**EXERCISE**.
Nothing in the records should differ when you write them out again.

** RECORDS TO USE follows **

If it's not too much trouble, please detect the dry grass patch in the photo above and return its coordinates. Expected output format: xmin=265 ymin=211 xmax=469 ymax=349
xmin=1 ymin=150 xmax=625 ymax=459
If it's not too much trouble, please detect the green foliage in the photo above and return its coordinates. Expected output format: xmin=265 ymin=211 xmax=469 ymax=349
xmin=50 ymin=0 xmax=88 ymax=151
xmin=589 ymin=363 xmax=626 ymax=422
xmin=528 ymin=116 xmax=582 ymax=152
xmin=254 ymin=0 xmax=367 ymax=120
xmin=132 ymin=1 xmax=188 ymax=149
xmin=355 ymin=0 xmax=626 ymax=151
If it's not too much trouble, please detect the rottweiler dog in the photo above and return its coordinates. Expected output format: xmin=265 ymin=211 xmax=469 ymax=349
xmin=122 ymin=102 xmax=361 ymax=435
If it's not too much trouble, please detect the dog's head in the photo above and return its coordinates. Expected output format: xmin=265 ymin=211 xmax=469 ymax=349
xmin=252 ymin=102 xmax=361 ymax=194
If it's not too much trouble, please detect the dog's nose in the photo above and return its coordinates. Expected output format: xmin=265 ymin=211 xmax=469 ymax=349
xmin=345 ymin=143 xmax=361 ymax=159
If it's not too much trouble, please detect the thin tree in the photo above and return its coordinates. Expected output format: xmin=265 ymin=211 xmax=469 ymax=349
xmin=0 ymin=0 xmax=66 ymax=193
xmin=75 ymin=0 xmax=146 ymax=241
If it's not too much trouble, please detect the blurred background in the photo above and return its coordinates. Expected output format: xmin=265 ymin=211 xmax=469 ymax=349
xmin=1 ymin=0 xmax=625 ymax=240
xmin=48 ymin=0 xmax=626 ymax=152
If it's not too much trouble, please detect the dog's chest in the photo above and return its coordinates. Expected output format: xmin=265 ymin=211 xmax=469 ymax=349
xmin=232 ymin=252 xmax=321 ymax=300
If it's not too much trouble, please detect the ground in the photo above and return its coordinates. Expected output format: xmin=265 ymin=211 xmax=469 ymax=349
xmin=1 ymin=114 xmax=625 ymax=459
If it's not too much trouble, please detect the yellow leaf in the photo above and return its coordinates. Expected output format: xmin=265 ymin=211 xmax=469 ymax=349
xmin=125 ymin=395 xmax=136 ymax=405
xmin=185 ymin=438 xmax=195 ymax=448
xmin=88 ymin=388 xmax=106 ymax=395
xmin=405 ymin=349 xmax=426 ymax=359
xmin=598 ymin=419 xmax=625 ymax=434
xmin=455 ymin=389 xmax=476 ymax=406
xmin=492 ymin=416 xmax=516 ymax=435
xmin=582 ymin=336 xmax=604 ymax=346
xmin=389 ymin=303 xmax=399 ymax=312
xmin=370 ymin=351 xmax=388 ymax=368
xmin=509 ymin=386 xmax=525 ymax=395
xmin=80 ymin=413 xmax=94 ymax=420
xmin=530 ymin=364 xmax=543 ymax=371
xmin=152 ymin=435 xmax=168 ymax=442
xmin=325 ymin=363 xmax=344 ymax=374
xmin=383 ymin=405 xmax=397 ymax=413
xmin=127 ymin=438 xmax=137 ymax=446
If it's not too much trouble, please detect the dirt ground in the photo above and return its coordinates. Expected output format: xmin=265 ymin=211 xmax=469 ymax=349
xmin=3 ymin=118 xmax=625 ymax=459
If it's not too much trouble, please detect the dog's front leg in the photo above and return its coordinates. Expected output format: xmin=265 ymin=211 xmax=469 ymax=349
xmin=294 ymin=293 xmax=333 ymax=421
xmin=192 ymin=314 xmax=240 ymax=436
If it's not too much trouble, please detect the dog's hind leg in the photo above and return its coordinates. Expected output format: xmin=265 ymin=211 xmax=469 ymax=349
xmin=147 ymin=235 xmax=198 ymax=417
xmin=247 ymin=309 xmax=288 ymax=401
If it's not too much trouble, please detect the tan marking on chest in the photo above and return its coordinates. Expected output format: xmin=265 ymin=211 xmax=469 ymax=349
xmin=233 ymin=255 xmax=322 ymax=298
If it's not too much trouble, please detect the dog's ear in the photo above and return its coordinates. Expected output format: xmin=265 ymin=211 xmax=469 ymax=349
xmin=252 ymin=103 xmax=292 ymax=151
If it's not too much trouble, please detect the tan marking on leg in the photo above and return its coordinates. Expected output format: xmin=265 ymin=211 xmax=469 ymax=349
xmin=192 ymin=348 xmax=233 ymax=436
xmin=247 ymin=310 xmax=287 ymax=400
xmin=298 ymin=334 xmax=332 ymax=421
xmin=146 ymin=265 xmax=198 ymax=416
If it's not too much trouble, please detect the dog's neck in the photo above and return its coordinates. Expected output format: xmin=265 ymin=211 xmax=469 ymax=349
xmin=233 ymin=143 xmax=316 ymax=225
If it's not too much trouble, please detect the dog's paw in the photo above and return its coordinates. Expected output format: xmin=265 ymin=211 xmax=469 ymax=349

** End of RECORDS TO USE **

**OUTPUT FOR THIS TASK**.
If it's not too much trouble, please detect the dry grass patch in the photo above and return its coordinates. Expected output format: xmin=265 ymin=211 xmax=469 ymax=349
xmin=1 ymin=150 xmax=625 ymax=459
If it's not too much trouble, please detect the green foliage in the photo above and return its coordinates. Expected output format: xmin=265 ymin=211 xmax=469 ymax=349
xmin=50 ymin=0 xmax=88 ymax=151
xmin=589 ymin=363 xmax=626 ymax=422
xmin=528 ymin=116 xmax=582 ymax=152
xmin=254 ymin=0 xmax=367 ymax=120
xmin=132 ymin=1 xmax=188 ymax=149
xmin=355 ymin=0 xmax=626 ymax=151
If it's not too much trouble, please detect the rottweiler dog in the photo above and return its coordinates. Expected output format: xmin=265 ymin=211 xmax=469 ymax=349
xmin=122 ymin=102 xmax=361 ymax=435
If it's not too much trouble, please detect the dog's head in the photo above and return its coordinates. Expected output format: xmin=265 ymin=211 xmax=469 ymax=349
xmin=252 ymin=102 xmax=361 ymax=194
If it's not too much trouble, please detect the dog's nose in the photo above and return its coordinates. Expected output format: xmin=265 ymin=211 xmax=469 ymax=349
xmin=345 ymin=143 xmax=361 ymax=159
If it's not too much trouble, please detect the thin tree in the photo above and return its coordinates. Expected output format: xmin=265 ymin=211 xmax=469 ymax=349
xmin=0 ymin=0 xmax=66 ymax=193
xmin=75 ymin=0 xmax=146 ymax=241
If it's not too much trouble, please detect the blurred background in the photo above and return its coordinates. Expected output format: xmin=265 ymin=211 xmax=469 ymax=349
xmin=1 ymin=0 xmax=625 ymax=240
xmin=48 ymin=0 xmax=626 ymax=152
If it's not too much trouble, please detect the dog's chest in the photo above and return its coordinates. Expected output format: xmin=265 ymin=211 xmax=469 ymax=349
xmin=232 ymin=252 xmax=321 ymax=300
If it's not too much trouble, please detect the ground in the photo above and return its coordinates. Expected output format: xmin=265 ymin=211 xmax=469 ymax=349
xmin=1 ymin=114 xmax=625 ymax=459
If it's not too much trouble, please detect the yellow leaf in the photo above and return its coordinates. Expected output format: xmin=265 ymin=211 xmax=469 ymax=349
xmin=125 ymin=395 xmax=136 ymax=405
xmin=185 ymin=438 xmax=195 ymax=448
xmin=88 ymin=388 xmax=106 ymax=395
xmin=405 ymin=349 xmax=426 ymax=359
xmin=598 ymin=419 xmax=625 ymax=434
xmin=455 ymin=389 xmax=476 ymax=406
xmin=492 ymin=416 xmax=516 ymax=435
xmin=582 ymin=336 xmax=604 ymax=346
xmin=389 ymin=303 xmax=399 ymax=312
xmin=370 ymin=351 xmax=388 ymax=368
xmin=509 ymin=386 xmax=525 ymax=395
xmin=80 ymin=413 xmax=94 ymax=420
xmin=530 ymin=364 xmax=543 ymax=371
xmin=152 ymin=435 xmax=168 ymax=442
xmin=325 ymin=363 xmax=344 ymax=374
xmin=383 ymin=405 xmax=397 ymax=413
xmin=127 ymin=438 xmax=137 ymax=446
If it's not too much trouble, please detect the dirt ground in the photo above and return its coordinates. Expected output format: xmin=265 ymin=211 xmax=469 ymax=349
xmin=3 ymin=118 xmax=625 ymax=459
If it's not too much trouble, please detect the dog's front leg in the photo above and return its coordinates. Expected output format: xmin=265 ymin=211 xmax=469 ymax=349
xmin=294 ymin=293 xmax=333 ymax=421
xmin=192 ymin=314 xmax=240 ymax=436
If it's not too much trouble, please detect the dog's hind leg in the photo above and return its coordinates. Expected output format: xmin=265 ymin=211 xmax=469 ymax=349
xmin=147 ymin=235 xmax=198 ymax=417
xmin=247 ymin=309 xmax=288 ymax=401
If it's not too much trouble, please detect the tan marking on chest in the photo above and return its coordinates. Expected output format: xmin=265 ymin=211 xmax=469 ymax=349
xmin=233 ymin=255 xmax=322 ymax=298
If it's not too much trouble, please detect the dog's ear in the photo above and return its coordinates. Expected output format: xmin=265 ymin=211 xmax=469 ymax=349
xmin=252 ymin=103 xmax=292 ymax=151
If it's not too much trouble, please detect the tan marking on leg in the photo above and return its coordinates. Expected output format: xmin=265 ymin=211 xmax=469 ymax=349
xmin=192 ymin=348 xmax=233 ymax=436
xmin=247 ymin=310 xmax=287 ymax=400
xmin=298 ymin=334 xmax=332 ymax=421
xmin=146 ymin=265 xmax=198 ymax=416
If it's not too much trouble, please detect the dog's neck in the photo above and return its coordinates. Expected output format: xmin=265 ymin=211 xmax=469 ymax=349
xmin=233 ymin=143 xmax=316 ymax=225
If it's not too much trouble, please detect the dog's paw in the photo above and return its coordinates. Expected output format: xmin=265 ymin=211 xmax=469 ymax=349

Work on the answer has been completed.